_Task details_: Reproduce the material from its beginning through the line containing "x=1014 y=499", requests included. Multiply every coordinate in the answers by 1.85 and round each to the nearest whole number, with halves rounded up.

_Information supplied_:

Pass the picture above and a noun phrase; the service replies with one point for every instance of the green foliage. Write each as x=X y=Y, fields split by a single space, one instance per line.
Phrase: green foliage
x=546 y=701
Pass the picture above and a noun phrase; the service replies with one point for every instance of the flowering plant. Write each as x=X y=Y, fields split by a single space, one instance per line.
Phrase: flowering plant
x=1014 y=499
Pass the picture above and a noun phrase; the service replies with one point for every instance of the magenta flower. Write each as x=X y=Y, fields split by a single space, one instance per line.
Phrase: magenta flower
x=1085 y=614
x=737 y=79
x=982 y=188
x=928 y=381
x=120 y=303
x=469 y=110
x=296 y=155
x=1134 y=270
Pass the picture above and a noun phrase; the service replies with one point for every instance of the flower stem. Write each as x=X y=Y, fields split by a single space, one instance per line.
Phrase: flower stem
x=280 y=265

_Finished exercise_:
Pass the picture above and a noun phrase; the service replies with one point for every instance of the green foliage. Write each as x=X y=Y, fields split by a single space, one instance per line.
Phrase: green foliage
x=1010 y=1297
Pass the picture above and a noun phrase; the service replies with one point for every instance of the flowering plant. Write each as x=X y=Y, fields split by a single space, one instance per line.
Phrase: flowering plant
x=1876 y=923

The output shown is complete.